**Passage shown:**
::::::::

Posted in Broadway, Child Stars, Dance, Hollywood (History), Vaudeville etc. with tags , , , on January 5, 2013 by travsd

Photo from the American Vaudeville Museum

Today is the birthday of Eddie Tamblyn (1907-1957), father of Russ and Larry, grandfather of Amber. Never a star per se, he worked in vaudeville, Broadway and Hollywood (which is better than some) and certainly sired stars, whom it must be acknowledged are chips off the old block.

A Yonkers native, he got his start in vaudeville at 14 in a Gus Edwards act. Because of his small size, young face, and athletic dancing prowess, he would continue to play teenage boys and college-age men for the remainder of his career. The rest of the twenties were spent alternating in small roles, understudy gigs and chrous parts in Broadway shows and touring companies…and small time vaudeville and supper club gigs with his dance act, billed variously as the Vernon Revue, the Vernon Trio and the Vernon Four. As stage work dried up in the 30s he moved his growing family to Hollywood, where he got small roles, walk-ons and extra bits. Discouraged (his last part was in 1937), he took a job in an aircraft plant during the Second World War.

::::::::

**Extracted data:**
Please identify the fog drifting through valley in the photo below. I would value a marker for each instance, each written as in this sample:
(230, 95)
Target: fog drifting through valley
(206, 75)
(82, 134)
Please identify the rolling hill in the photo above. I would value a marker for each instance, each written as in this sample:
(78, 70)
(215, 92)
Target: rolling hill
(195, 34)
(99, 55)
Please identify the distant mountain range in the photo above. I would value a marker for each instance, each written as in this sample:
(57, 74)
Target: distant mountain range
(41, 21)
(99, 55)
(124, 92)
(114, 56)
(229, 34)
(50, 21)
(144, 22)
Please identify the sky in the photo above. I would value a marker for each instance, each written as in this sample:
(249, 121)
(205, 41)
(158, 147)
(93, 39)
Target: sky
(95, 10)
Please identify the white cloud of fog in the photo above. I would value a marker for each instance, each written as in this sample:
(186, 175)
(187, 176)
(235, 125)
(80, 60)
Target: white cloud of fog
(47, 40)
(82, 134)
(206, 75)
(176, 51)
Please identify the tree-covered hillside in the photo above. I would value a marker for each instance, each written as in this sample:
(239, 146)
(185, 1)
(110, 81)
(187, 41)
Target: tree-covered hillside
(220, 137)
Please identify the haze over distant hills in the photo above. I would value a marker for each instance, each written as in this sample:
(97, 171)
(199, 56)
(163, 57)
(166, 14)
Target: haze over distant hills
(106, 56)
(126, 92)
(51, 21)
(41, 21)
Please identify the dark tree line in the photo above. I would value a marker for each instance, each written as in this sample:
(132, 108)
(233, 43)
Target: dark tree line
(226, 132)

::::::::

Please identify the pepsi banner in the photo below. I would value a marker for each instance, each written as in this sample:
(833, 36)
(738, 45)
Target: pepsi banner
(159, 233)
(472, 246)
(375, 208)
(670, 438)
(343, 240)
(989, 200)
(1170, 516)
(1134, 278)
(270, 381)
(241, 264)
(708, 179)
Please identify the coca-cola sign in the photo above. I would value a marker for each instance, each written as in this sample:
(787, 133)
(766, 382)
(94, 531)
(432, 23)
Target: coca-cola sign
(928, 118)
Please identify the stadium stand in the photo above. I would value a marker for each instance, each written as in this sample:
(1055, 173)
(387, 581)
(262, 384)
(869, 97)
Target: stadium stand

::::::::

**Objectives:**
1) What names was Eddie Tamblyn's dance act billed under, according to the piece on him?
2) Resume the piece on Eddie Tamblyn from its last sentence, the one about his job in an aircraft plant.
None of this needs the entries.

**Per-task outputs:**
1)
- the Vernon Revue
- the Vernon Trio
- the Vernon Four

2)
Luckily, by his teen years, Eddie’s son Russ was appearing in films, where he would soon be renowned for his atheletic, acrobatic dancing abilities as well as his acting (he was nominated for a Best Supporting Actor Oscar for Peyton Place). Fortunately, Eddie lived long enough to see Russ reach the top; sadly he wasn’t around for his many later successes. Eddie’s son Larry, who is about ten years younger than Russ, is a composer, most famous for being the keyboard player of the seminal garage band The Standells.

To find out more about the variety arts past and present, consult No Applause, Just Throw Money: The Book That Made Vaudeville Famous, available at Amazon, Barnes and Noble, and wherever nutty books are sold. And don’t miss Chain of Fools: Silent Comedy and Its Legacies from Nickelodeons to Youtube, to be released by Bear Manor Media in 2013.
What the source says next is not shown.